- Task goal -
The required output is every record, reproduced exactly.

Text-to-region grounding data
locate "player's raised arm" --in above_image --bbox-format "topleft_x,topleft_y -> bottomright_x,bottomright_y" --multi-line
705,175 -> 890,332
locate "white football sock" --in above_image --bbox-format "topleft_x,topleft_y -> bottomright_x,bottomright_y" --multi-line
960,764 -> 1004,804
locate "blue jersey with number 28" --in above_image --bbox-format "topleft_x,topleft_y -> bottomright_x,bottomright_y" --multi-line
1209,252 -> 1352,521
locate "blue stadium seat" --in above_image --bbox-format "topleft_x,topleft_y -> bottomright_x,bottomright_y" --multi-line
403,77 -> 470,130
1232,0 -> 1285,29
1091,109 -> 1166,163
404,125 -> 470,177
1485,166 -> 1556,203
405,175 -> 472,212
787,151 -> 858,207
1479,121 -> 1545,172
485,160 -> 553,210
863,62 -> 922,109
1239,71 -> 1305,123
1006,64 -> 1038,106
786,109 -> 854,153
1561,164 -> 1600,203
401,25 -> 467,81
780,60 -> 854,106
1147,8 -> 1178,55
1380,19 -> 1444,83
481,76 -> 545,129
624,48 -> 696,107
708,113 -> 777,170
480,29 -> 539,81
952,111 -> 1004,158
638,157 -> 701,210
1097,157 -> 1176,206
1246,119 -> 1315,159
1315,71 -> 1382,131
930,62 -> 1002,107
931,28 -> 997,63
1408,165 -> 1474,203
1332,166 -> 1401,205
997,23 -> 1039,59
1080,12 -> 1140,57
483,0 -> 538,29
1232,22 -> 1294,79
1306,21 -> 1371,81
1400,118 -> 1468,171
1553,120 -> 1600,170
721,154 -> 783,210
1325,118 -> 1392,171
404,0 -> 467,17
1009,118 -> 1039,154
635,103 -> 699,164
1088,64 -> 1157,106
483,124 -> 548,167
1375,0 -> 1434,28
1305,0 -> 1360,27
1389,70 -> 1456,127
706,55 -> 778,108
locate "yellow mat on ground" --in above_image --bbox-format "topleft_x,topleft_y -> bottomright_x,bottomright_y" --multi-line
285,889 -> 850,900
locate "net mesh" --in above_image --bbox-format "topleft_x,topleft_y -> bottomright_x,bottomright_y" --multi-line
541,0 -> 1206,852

- Result -
locate "player's raised arm" --in above_image --bbox-format "topleft_x,topleft_y -> bottomright_x,bottomright_y" --multi-line
705,175 -> 890,332
locate "white football sock" --in above_image --bbox-format "topleft_x,topleft_y -> bottomright_x,bottomright_y" --multi-line
960,764 -> 1004,804
locate "blue jersey with number 28" --in above_image --bbox-format "topleft_x,topleft_y -> bottomright_x,bottomright_y" --multi-line
1209,252 -> 1352,521
locate "blue stadium seat" --in above_image --bbox-format "topleft_x,topleft_y -> bottomright_x,bottomright_y" --multi-line
403,77 -> 470,130
1232,0 -> 1285,29
1091,109 -> 1166,163
404,125 -> 470,177
1485,166 -> 1556,203
405,175 -> 472,212
787,151 -> 858,207
1479,121 -> 1545,172
485,160 -> 553,210
863,62 -> 922,109
1239,71 -> 1305,123
1006,64 -> 1038,106
786,109 -> 854,153
1561,164 -> 1600,203
401,25 -> 467,81
780,60 -> 854,106
1147,8 -> 1178,55
1380,19 -> 1444,83
481,76 -> 545,129
624,48 -> 696,107
708,113 -> 777,170
480,29 -> 539,81
952,111 -> 1004,158
638,157 -> 701,210
1097,157 -> 1176,206
1246,119 -> 1315,159
1315,71 -> 1382,131
930,62 -> 1002,107
931,28 -> 997,63
1408,165 -> 1474,203
1332,166 -> 1401,205
997,23 -> 1039,59
1080,12 -> 1140,57
483,0 -> 538,29
1232,22 -> 1294,79
1306,21 -> 1371,81
1400,118 -> 1468,171
1553,120 -> 1600,170
721,154 -> 783,210
1325,118 -> 1392,171
404,0 -> 467,17
1009,118 -> 1039,154
635,103 -> 699,164
1088,64 -> 1157,106
483,124 -> 548,167
1375,0 -> 1434,28
1305,0 -> 1360,27
1389,70 -> 1456,127
706,55 -> 778,108
locate "yellow mat on ground" --in above_image --bbox-format "topleft_x,topleft_y -> bottomright_x,bottomright_y" --multi-line
285,889 -> 850,900
locate "net mesh" --in above_image --bbox-format "topleft_x,topleft_y -> bottomright_x,bottomright_y" --multi-line
541,0 -> 1206,852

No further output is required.